Document text |
+ + + + +
I also wish I’d had enough time with this bird to take some verticals with more depth of field to feature even more of the perch. I think it’s potentially more interesting than many perches I see “nature” photographers choose when they shoot setups…

Ron

 

 

 

 

24 comments to Yellow-rumped Warblers – What A Difference The Setting Can Make!

  • Alice Beckcom

    I’m sure that my view is different than many others, if not all, about the first photo. However, I like the first picture and background the most. The twig has colors orange/yellow that accent the birds tones in its wing.

    The 2nd and 3rd photos have absolutely great colors and enhance the colors of the bird in a different way.

    In the 3rd photo, I also think that the background enhances the colors in the bird and love seeing the legs and feet.

    Thank you, Ron

  • April Olson

    I love the beautiful warm browns

  • Love the autumnal shades – but would be over the moon to get any of those shots.
    So happy to hear that Shannon and her family weren’t caught up in the latest obscenity.

    • Laura Culley

      Obscenity…that’s the right word! I’m only a little more than an hour’s drive from there. I’d thought about going to a Judy Collins/Stephen Stills concert there, but have rethought that. But the reality is we’re not safe anywhere now.

    • Thank you, EC. It was pretty tense around here for a while.

  • Laura Culley

    There’s only so much you can do with a dead/dying tree/branches as a background. Like everybody else, I prefer the last two shots because of the far more interesting (to me) colors and shadings.
    I’m always amazed at the folks who think (actually BELIEVE) that birds can’t do facial expressions! Seriously? REALLY? They can’t see that blatantly obvious dubiousity? (Yes, I’ve made up a word–I’m a seasoned profession. Do NOT try this at home. LOL!) Clueless folks are so annoying!
    When I first read your comments, I thought you meant camera settings, and while I wouldn’t understand it even if you explained it in kindergarten-level simplicity, that’s where I thought you were going with this one. I GET background settings, so all is good.
    Once again, you ROCK!
    Delighted that Shannon and family are safe…well, as safe as a person CAN be in this country!
+ + + + +
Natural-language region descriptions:

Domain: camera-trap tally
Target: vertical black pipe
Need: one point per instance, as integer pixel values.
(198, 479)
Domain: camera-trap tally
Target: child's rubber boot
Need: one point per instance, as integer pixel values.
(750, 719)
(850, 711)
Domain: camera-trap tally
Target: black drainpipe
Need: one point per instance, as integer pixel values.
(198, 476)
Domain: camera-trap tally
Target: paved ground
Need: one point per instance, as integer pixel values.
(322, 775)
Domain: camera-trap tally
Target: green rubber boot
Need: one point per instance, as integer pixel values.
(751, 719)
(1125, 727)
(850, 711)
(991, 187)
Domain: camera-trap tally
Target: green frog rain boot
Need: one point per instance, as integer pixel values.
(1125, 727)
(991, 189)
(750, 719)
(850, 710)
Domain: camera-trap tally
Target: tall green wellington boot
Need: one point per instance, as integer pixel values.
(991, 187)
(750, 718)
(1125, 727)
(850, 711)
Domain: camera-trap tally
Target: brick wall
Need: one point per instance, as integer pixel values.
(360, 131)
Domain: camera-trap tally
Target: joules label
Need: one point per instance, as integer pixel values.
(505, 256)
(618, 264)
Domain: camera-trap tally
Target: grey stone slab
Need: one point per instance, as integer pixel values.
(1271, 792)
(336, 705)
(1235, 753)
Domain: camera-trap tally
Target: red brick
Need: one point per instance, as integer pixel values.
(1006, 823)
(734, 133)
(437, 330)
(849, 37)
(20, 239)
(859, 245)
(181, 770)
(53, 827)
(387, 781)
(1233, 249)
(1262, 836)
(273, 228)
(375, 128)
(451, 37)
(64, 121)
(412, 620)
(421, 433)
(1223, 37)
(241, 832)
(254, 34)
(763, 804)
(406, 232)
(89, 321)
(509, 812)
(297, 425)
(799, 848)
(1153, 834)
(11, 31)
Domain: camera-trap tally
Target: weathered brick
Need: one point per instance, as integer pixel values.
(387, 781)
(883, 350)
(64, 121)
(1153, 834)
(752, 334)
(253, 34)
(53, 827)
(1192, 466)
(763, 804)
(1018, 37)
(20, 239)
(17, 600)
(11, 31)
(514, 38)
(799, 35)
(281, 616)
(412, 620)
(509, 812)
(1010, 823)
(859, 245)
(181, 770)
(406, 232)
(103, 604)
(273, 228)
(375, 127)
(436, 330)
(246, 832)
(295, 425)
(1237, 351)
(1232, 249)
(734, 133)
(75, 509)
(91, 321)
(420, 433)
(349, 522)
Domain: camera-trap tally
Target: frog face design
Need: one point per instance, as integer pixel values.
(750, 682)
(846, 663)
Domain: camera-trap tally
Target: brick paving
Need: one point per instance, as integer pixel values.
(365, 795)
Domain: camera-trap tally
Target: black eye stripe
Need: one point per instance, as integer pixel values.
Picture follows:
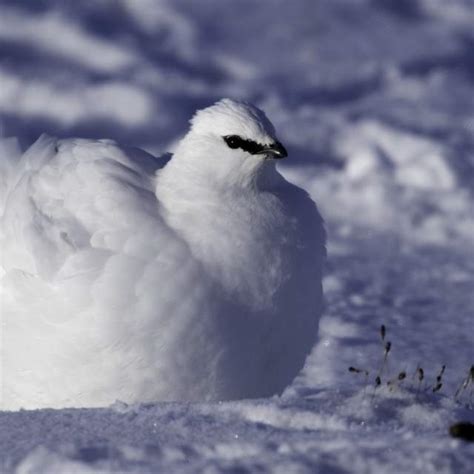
+ + + + +
Exercise prompt | Continue the comment thread on the Yellow-rumped Warbler photos from the point where it stops.

Solved problem |
  • Patty Chadwick

    Like all three images ,but last two are definitely more appealing….for all the reasons you stated….

  • Dick Harlow

    Great images Ron.
    As a biologist I’m not fussy, generally, about picture settings for birds unless there is a ton of stuff deflecting the image. Therefore, I have never (so far) had a problem with any of your settings on your posts. I feel that way because of your honesty, I trust you! I have a real problem with made-up poses for wildlife unless the photographer is forth coming about their settings. And, I don’t see any reason not to have natural settings in filed guides or books. Just my bias.

  • Susan Stone

    Those sienna/cinnamon tones make for a really nice background for this bird. The background colors actually pick up colors in the bird that I wouldn’t otherwise notice. And I love the dubious look in the last shot.

  • Marty K

    Love the warm browns in the background. He’s definitely giving you “the eye” in that last shot. 🙂

  • frank sheets

    Fall colors and the warbler is fluffed up. Winter is coming. The later two images tell a story that the first one doesn’t. Whether its a true story or not. Nice!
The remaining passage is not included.